» **Problem**: Reproduce the listing below word for word, from its very beginning down to and including the line that contains "[73,208,143,304]". Leave the pictures out of your copy.

:::::

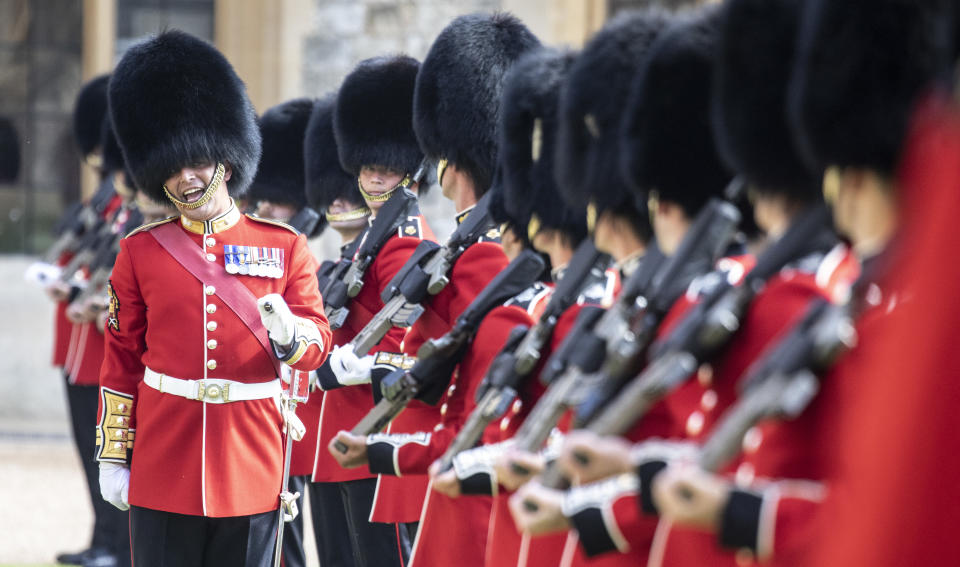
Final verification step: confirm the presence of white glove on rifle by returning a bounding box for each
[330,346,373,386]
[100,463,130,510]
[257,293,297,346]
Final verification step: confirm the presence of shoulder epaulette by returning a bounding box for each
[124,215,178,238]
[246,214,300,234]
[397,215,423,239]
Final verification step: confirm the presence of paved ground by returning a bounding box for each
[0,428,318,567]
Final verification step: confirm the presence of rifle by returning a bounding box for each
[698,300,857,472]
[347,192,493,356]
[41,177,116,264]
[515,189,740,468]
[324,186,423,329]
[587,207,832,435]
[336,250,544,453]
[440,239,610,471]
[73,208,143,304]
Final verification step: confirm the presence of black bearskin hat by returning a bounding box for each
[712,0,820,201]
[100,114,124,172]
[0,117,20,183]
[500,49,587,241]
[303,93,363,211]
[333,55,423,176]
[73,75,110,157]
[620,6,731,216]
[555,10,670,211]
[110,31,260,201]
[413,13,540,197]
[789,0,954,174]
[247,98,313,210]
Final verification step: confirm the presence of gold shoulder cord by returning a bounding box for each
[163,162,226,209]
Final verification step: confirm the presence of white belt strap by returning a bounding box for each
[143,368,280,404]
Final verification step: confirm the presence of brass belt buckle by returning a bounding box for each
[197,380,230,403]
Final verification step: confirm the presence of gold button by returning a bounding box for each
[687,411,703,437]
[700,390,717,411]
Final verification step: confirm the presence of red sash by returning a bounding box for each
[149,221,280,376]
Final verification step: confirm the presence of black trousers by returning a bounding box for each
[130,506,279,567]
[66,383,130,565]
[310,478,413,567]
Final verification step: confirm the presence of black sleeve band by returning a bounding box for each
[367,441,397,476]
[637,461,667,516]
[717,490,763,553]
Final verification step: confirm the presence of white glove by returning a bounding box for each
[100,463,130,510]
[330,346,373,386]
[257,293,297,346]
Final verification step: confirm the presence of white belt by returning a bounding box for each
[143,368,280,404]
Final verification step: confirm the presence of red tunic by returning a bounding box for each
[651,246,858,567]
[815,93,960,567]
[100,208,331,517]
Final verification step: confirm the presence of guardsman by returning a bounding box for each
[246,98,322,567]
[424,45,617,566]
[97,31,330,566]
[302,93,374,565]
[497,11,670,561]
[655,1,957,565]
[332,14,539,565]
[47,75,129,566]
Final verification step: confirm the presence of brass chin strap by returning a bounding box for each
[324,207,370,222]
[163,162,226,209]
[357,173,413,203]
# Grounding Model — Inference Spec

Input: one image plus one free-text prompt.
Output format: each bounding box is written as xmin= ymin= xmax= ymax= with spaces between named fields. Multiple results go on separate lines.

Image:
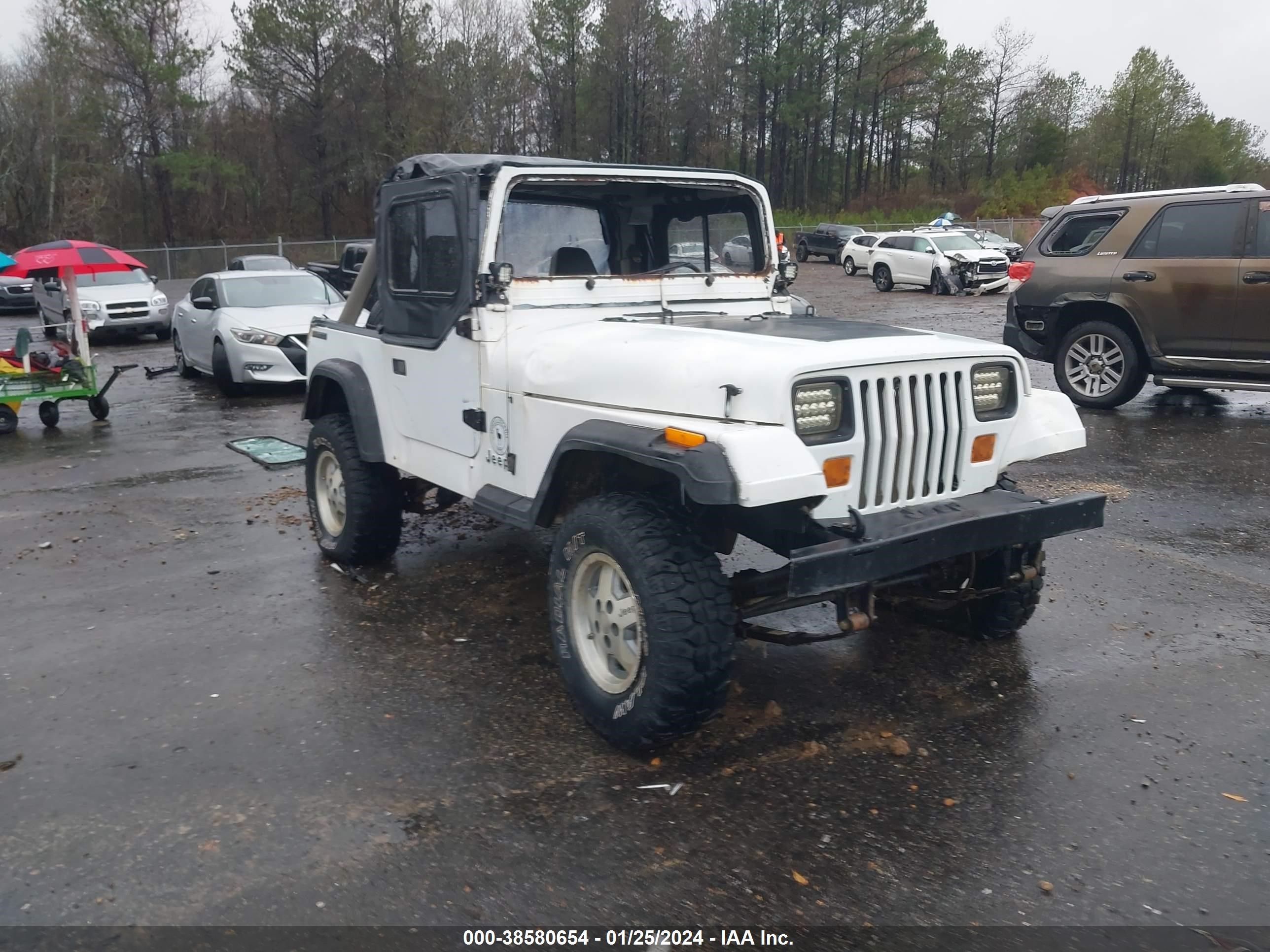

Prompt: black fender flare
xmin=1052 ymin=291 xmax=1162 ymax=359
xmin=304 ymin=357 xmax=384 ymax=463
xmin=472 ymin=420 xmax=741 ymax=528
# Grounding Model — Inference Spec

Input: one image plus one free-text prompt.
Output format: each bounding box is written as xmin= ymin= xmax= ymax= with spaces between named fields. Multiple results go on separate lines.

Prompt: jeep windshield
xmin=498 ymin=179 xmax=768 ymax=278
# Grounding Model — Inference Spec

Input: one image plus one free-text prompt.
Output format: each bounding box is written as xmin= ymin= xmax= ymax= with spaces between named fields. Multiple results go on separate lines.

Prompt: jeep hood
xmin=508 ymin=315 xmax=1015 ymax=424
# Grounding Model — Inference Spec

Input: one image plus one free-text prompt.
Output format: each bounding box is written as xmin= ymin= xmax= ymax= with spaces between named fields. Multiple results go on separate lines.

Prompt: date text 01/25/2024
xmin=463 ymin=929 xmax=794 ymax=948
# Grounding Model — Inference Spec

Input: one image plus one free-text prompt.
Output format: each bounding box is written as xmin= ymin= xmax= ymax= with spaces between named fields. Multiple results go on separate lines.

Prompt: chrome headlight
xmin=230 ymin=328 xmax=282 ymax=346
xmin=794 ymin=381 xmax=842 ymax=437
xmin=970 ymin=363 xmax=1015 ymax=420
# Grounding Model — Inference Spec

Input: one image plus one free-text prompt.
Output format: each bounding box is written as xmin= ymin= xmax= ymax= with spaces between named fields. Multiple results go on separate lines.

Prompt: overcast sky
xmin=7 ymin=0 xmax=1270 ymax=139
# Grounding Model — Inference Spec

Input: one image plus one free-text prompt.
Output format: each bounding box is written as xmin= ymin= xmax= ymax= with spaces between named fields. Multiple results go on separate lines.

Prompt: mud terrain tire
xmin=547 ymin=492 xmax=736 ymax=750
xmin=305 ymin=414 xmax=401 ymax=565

:::::

» **Written reply**:
Final verification step: confirm the presence of white glove on rifle by returning a bounding box for each
[330,346,373,386]
[100,463,130,510]
[257,293,297,346]
Final verification step: confirm the presence of shoulder epaulette by returning a bounding box for each
[124,215,178,238]
[246,214,300,234]
[397,215,423,239]
Final verification step: confirm the presence of paved ground by returning a bounding box for each
[0,428,318,567]
Final verification step: confirm the presence of rifle by returning a bounding box for each
[698,300,857,472]
[347,192,493,356]
[41,177,116,264]
[515,189,740,468]
[324,186,423,329]
[587,207,832,435]
[336,250,544,453]
[440,239,610,471]
[73,208,143,304]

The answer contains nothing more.